▶ [Problem to work on]: Reproduce the passage of the article on footballers and money from "When I was growing" up to and including "fuelled with drugs.".

▶ [Document excerpt]:
+ + + +

Beckham's bit for charity may be a tax dodge while Liverpool could be investigated for match fixing - here a professional reveals the real relationship between footballers and money...

diamond encrusted footballs

Former Arsenal, Spurs and Wolves midfielder reveals how his life was transformed when he went from a council estate in Brixton to Premier Leage stardom.

When I was growing up in Brixton it seemed there were three options in life: be unemployed, go to prison or die young. A lot of people I grew up with aren’t around anymore: some of them were in shootings or stabbings but most of them seemed to have a fetish for going to jail.

When I dreamt of becoming a footballer the money was never the prime objective but as you get closer to it you realise the finances could change your family’s fortunes forever. We weren’t well off at all. My dad was an electrical engineer and my mum worked as a secretary. We lived in a block of flats between Stockwell and Brixton – an area fuelled with drugs.

I remember I would get calls from people who were slightly outside of the family, who hadn’t spoke to me in ages, who wanted to know how I was doing and stuff like that. My dad always reckoned that they had ulterior motives.

All people would say to me is “Oh, you’re gonna get the money” and wouldn’t even show an interest in the football. The one’s who did were the ones who really cared, but some of the others would just be waiting around until I got the finances.

I had a good friend who started taking cocaine and the next thing I know he’s asking me for money. I refused because I thought he was just going to spend it all on drugs. Then I found out he was trying to set up somebody in my family to get kidnapped. I only found out because he told too many people.

One time we were in a West End club and dancing to that song ‘Make It Rain’ by Fat Joe when some players started throwing money in the air.

I remember my first pay cheque clearly. I had just played six games in a row and was mucking around in the gym with Jamie Redknapp when he said “Little man, you’re going to get some money! It comes in tomorrow”. I was so shocked when I got my pay slip because I got more that month then my dad gets in a year. That night I was lying in bed awake stunned. At four in the morning I had to go down to the cash machine to check my balance to see if it was real. I couldn’t believe my eyes.

For the first time I could do all the things I wanted to do, help out my mum and dad, my sister, my friends. But, at the same time, it was dangerous because there’s no manual out there for people who get it all so suddenly. I wasn’t even living at home, so when I got so much money I was allowed to do what I wanted to do, rather than what was right.

I bought a car, a black C-Class Mercedes and a Cartier watch. Then I went away to Turkey with the England under 21s and Jermain Defoe showed me some jewellery he’d just bought – so I got the number of his jeweller and straight away ordered  two diamond encrusted rings and two earrings. I’d spent almost half of my wages in two weeks on different fickle ‘toys’ as I call them.

It was very difficult, especially when you find yourself surrounded by a lot of yes men. One or two of my friends thought I was spending a bit recklessly but they wouldn’t say anything because they didn’t want to upset me or go against me. But maybe looking back at it, they should have said something to me because when you get so much money and you’re a young boy, who’s in a young frame of mind it can be dangerous because nothing’s off limits to you. You can do anything.

+ + + +

▶ [Record set]:
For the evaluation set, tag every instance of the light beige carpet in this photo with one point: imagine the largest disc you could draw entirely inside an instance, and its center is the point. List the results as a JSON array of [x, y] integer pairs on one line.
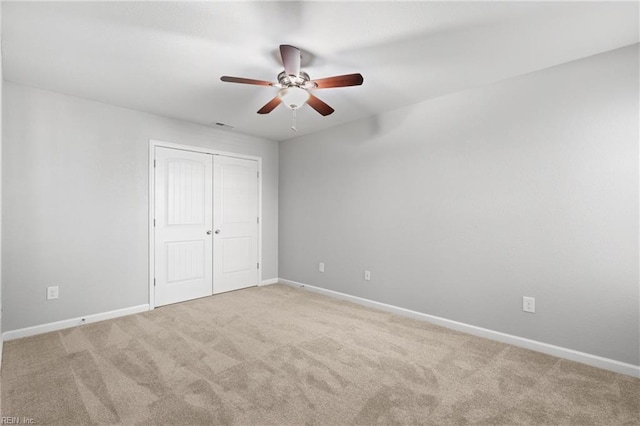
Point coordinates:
[[278, 355]]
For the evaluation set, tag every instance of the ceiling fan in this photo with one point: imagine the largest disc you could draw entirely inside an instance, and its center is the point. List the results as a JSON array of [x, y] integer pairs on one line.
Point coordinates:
[[294, 84]]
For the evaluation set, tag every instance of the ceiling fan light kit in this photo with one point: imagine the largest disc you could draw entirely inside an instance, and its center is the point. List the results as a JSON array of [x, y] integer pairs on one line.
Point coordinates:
[[293, 97], [294, 85]]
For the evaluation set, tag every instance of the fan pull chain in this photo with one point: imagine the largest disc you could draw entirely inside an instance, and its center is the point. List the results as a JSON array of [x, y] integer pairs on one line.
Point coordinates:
[[293, 127]]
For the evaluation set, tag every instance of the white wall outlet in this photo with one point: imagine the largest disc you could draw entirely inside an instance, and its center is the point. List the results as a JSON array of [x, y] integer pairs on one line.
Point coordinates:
[[529, 304], [52, 292]]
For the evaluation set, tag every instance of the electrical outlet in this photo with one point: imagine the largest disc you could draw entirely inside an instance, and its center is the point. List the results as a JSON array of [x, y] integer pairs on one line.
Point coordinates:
[[52, 292], [529, 304]]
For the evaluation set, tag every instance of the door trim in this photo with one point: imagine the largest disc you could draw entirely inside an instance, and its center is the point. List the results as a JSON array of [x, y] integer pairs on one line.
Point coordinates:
[[152, 146]]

+ + + +

▶ [Output for this task]:
When I was growing up in Brixton it seemed there were three options in life: be unemployed, go to prison or die young. A lot of people I grew up with aren’t around anymore: some of them were in shootings or stabbings but most of them seemed to have a fetish for going to jail.

When I dreamt of becoming a footballer the money was never the prime objective but as you get closer to it you realise the finances could change your family’s fortunes forever. We weren’t well off at all. My dad was an electrical engineer and my mum worked as a secretary. We lived in a block of flats between Stockwell and Brixton – an area fuelled with drugs.